> **What you have to do**
Print every line exactly as it appears in the material below.

::: Task inputs

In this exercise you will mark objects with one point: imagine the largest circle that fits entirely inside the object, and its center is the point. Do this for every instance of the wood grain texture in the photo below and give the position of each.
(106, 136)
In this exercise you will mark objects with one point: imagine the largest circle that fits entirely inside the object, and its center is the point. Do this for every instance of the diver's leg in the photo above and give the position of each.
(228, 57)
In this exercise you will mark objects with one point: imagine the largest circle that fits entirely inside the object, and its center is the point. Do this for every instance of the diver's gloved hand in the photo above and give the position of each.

::::::

> **Final answer**
In this exercise you will mark objects with one point: imagine the largest circle that fits entirely inside the object, and its center is the point. Do this for every instance of the wood grain texture in the photo below and give the position of each.
(106, 136)
In this exercise you will mark objects with one point: imagine the largest circle that fits entirely inside the object, and its center is the point. Do this for every instance of the diver's leg in the photo above and give the position of each.
(228, 57)
In this exercise you will mark objects with one point: imagine the largest circle that fits entirely inside the object, and its center is the point. Do this for every instance of the diver's gloved hand in the photo above and give the position of each.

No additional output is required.